**How to complete this task**:
Within the records below, filter for lines carrying the word "clock" and copy them.

Region pointing data:
★ ★ ★ ★

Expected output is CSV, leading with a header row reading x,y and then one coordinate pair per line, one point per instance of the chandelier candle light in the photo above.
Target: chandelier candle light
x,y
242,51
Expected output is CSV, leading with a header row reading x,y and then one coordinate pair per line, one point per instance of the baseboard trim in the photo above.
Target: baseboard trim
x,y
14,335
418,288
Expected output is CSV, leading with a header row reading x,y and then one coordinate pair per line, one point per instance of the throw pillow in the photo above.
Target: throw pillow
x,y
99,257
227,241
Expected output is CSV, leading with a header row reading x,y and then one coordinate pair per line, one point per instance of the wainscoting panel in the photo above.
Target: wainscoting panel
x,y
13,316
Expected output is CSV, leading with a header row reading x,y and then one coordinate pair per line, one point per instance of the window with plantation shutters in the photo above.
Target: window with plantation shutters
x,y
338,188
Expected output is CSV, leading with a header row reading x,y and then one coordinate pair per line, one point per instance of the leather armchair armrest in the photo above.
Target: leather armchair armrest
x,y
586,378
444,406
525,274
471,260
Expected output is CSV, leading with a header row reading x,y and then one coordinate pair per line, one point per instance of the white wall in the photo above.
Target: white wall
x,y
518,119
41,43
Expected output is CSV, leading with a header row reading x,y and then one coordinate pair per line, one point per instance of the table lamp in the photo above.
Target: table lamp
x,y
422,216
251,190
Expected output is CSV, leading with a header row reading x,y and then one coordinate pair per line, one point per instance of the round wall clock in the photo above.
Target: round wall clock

★ ★ ★ ★

**Completed exercise**:
Expected output is CSV, leading with a header row reading x,y and then one coordinate pair per line, one point per instance of the round wall clock in the photo above.
Target: round wall clock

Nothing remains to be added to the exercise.